> [Compito da svolgere]: Restituisci senza alcuna modifica il passo dell'estratto del testo riportato più sotto, partendo dalle parole che contengono "È la prima relazione" e fermandoti dopo "italiani ed esteri.".

> [Estratto del testo]:
:::

È la prima relazione consegnata ai magistrati dal Nucleo Valutario a ricostruire ogni passaggio di denaro e a quantificare la cifra che il consigliere regionale avrebbe sottratto alle casse del partito: un milione e trecentomila euro distribuiti tra conti italiani ed esteri.
L’attività  di Abbruzzese
Si muovono su binari paralleli gli accertamenti disposti dal procuratore aggiunto Alberto Caperna e dal sostituto Alberto Pioletti. Da una parte l’accusa di ruberia a Fiorito, dall’altra l’operato dell’ufficio di presidenza del consiglio regionale che in due anni ha elargito quattordici milioni di euro ai gruppi consiliari. Per questo saranno nuovamente interrogati il presidente Mario Abbruzzese e il segretario generale Nazzareno Cecinelli.
Il ruolo di entrambi viene infatti ritenuto strategico nella scelta di destinazione dei fondi. E dunque bisognerà  capire come mai, nonostante ci fossero numerose voci di bilancio in sofferenza, si decise di destinare così tanti soldi al funzionamento dei gruppi. Stabilire quale criterio fosse stato adottato per la quantificazione delle esigenze. Tenendo conto che quelle cinque delibere che aumentavano l’entità  delle somme ottennero anche il voto favorevole dei partiti di opposizione Pd e Idv. Nel primo interrogatorio Abbruzzese ha sostenuto di aver «seguito alla lettera le leggi regionali». Adesso dovrà  spiegare come mai non fosse mai specificato per quale motivo era necessario far lievitare l’entità  delle somme da elargire.

:::

> [Record forniti]:
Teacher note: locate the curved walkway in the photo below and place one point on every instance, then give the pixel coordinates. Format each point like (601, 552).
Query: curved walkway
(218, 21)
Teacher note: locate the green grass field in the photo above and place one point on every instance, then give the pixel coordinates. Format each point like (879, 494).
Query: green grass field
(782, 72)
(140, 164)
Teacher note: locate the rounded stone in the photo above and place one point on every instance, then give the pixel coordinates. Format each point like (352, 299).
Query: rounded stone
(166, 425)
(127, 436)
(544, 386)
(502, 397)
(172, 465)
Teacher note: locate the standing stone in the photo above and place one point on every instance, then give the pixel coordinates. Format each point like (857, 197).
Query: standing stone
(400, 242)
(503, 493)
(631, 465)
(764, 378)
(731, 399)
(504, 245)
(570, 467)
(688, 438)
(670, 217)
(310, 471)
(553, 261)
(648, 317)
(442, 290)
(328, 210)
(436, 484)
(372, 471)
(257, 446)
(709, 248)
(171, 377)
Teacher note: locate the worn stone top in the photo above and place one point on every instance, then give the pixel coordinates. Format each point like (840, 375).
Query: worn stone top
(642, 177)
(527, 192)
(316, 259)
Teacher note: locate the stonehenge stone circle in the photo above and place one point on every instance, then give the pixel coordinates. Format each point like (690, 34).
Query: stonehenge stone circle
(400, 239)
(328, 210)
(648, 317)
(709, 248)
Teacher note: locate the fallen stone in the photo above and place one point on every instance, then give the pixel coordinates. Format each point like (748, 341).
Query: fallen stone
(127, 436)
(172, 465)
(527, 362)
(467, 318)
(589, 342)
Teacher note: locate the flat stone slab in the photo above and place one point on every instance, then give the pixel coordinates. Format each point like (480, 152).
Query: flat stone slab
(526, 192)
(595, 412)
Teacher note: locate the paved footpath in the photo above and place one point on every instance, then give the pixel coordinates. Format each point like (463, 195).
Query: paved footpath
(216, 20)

:::

> [Risultato finale]:
È la prima relazione consegnata ai magistrati dal Nucleo Valutario a ricostruire ogni passaggio di denaro e a quantificare la cifra che il consigliere regionale avrebbe sottratto alle casse del partito: un milione e trecentomila euro distribuiti tra conti italiani ed esteri.